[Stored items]

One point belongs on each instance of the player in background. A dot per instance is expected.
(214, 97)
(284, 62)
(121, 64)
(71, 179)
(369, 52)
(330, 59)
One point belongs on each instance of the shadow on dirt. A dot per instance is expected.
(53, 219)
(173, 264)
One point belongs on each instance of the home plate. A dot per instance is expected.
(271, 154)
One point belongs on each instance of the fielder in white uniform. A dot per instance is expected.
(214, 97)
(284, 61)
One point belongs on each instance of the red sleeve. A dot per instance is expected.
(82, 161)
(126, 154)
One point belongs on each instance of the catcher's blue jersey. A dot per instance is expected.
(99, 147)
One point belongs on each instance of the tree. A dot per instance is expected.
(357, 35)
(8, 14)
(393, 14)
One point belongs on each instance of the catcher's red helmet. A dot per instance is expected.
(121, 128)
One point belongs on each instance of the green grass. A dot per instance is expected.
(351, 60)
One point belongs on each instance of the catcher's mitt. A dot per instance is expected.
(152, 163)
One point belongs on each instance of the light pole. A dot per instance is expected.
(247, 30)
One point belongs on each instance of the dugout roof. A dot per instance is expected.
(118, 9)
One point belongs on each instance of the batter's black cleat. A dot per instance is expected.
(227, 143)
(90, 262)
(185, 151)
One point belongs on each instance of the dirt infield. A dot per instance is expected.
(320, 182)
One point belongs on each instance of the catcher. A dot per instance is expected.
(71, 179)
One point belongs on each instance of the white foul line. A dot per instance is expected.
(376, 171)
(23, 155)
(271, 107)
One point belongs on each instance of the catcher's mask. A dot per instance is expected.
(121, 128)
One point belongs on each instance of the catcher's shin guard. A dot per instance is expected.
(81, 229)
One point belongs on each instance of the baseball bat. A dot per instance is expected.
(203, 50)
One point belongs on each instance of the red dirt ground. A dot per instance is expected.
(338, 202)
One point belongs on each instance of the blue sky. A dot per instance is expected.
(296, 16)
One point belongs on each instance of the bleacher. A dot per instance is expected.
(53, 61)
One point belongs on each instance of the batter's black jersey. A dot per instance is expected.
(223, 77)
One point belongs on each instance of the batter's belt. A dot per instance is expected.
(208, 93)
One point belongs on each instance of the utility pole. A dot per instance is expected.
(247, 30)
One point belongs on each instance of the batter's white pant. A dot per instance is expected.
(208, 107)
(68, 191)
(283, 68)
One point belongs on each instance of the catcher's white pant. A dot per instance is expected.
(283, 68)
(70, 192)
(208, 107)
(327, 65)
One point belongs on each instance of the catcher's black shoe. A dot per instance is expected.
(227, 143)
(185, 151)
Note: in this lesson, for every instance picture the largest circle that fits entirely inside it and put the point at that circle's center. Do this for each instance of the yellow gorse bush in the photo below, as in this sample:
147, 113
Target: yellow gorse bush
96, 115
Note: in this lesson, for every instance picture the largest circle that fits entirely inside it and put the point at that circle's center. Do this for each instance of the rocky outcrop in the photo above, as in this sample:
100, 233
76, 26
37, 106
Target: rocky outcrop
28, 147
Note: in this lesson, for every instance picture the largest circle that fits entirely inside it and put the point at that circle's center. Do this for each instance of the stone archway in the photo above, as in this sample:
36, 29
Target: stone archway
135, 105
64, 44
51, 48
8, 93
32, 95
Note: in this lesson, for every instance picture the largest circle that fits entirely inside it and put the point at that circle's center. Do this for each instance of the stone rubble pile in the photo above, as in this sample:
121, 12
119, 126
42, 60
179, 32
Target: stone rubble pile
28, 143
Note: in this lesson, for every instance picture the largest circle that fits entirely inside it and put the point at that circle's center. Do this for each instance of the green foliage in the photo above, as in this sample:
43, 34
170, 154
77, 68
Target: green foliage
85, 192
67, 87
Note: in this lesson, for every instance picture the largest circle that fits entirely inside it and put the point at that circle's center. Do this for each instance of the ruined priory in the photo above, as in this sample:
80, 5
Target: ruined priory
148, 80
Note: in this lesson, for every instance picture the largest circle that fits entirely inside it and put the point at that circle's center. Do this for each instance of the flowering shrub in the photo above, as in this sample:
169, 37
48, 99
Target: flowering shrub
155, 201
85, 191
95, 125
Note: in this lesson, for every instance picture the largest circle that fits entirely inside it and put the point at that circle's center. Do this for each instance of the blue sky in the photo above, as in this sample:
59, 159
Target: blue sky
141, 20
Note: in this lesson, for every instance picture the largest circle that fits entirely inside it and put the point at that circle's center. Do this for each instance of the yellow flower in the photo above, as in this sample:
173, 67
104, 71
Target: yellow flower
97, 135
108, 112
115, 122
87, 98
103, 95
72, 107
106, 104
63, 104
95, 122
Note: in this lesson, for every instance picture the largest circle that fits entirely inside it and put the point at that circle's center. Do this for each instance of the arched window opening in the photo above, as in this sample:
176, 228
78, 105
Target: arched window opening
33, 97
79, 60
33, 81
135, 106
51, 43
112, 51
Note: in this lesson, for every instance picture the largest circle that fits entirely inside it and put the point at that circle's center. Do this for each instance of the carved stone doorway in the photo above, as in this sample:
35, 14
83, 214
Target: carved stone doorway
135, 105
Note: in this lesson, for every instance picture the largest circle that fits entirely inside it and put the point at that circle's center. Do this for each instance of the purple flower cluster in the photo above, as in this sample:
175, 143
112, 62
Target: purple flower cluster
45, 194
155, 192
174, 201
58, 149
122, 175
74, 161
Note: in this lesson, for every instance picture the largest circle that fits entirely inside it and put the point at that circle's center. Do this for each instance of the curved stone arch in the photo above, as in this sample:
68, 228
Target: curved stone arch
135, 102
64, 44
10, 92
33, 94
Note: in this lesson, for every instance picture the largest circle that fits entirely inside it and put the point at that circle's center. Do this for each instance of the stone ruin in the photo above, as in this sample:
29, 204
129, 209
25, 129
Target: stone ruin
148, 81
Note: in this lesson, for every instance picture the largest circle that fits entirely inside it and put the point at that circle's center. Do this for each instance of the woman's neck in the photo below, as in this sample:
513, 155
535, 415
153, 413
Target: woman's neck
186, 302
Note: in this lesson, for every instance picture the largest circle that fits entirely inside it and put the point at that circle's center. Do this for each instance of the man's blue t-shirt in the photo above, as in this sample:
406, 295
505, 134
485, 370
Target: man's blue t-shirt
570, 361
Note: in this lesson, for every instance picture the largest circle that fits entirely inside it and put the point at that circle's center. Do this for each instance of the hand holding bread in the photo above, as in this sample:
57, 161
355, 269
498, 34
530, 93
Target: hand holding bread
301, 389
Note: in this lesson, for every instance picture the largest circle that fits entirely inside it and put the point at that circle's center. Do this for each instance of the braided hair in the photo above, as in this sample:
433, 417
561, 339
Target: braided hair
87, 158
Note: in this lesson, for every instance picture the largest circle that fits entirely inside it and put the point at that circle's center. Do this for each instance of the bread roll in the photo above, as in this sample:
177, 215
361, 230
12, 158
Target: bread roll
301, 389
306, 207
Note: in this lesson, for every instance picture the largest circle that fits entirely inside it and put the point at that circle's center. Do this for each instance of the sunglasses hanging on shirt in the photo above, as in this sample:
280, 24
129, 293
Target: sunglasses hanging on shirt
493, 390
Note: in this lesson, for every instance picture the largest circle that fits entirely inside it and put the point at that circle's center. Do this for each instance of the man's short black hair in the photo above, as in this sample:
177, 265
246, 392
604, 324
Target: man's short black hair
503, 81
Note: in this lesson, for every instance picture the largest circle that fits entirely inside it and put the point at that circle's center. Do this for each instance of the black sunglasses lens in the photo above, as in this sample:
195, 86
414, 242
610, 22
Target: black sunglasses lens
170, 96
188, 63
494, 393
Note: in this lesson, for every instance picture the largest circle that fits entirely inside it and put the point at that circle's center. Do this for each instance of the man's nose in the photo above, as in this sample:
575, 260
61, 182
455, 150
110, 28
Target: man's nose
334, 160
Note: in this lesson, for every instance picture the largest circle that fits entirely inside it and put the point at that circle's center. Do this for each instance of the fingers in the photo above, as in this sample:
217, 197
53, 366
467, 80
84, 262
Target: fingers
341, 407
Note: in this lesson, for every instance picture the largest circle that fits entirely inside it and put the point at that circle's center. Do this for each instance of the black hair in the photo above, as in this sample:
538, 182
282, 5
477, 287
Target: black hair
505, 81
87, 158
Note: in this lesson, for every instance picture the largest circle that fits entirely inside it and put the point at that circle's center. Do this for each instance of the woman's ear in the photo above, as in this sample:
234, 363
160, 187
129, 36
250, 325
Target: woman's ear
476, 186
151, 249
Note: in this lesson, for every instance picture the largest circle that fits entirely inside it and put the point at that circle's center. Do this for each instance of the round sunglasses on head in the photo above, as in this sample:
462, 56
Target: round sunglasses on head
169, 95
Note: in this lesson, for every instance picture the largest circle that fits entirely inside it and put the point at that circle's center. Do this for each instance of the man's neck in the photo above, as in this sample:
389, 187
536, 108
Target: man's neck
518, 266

* _Your objective_
Repeat word for word the lines running from the line containing "the man's nose" to the end of the entries above, inclusive.

* _Output below_
Note: in this lesson, for every instance picture the largest circle that fits entirely inside it and put the point at that circle's center. Do this for each instance of the man's nose in the photo above, as in this sample:
575, 260
61, 182
455, 150
110, 28
Target: man's nose
334, 160
Note: in this lesson, for every instance picture the largest circle that fits entirely inside it and put the point at that circle's center. Do this for each instance of the fingers in the photo above, as in this sample:
217, 197
53, 366
467, 80
84, 262
Target: fingers
341, 407
Note: in this lesson, for every instance picture the largest circle that fits entirely inside it and put the point at that circle's center. Do this for each instance of the black hair in the photo above, as in this sample:
538, 182
282, 5
477, 287
Target: black hair
505, 81
87, 158
Note: in this lesson, for every instance picture the largest circle that fits entirely inside it and put the point at that circle's center. Do this for each instance of the woman's ear in the photo above, as in this sample:
234, 363
160, 187
129, 36
250, 325
Target: woman's ear
476, 186
151, 249
Note: in this lesson, for every instance picture the largest circle that fits entirely inside it and put the point at that circle's center. Do this for each instance of the round sunglasses on head in the photo above, as in this sample:
462, 56
Target: round sunglasses on head
169, 95
Note: in this lesson, for every instance picture the largest circle that fits entirely inside it and put the point at that circle's center. Do this for each instance of the man's neck in the photo above, as in this sample:
389, 187
536, 108
Target: man's neck
518, 266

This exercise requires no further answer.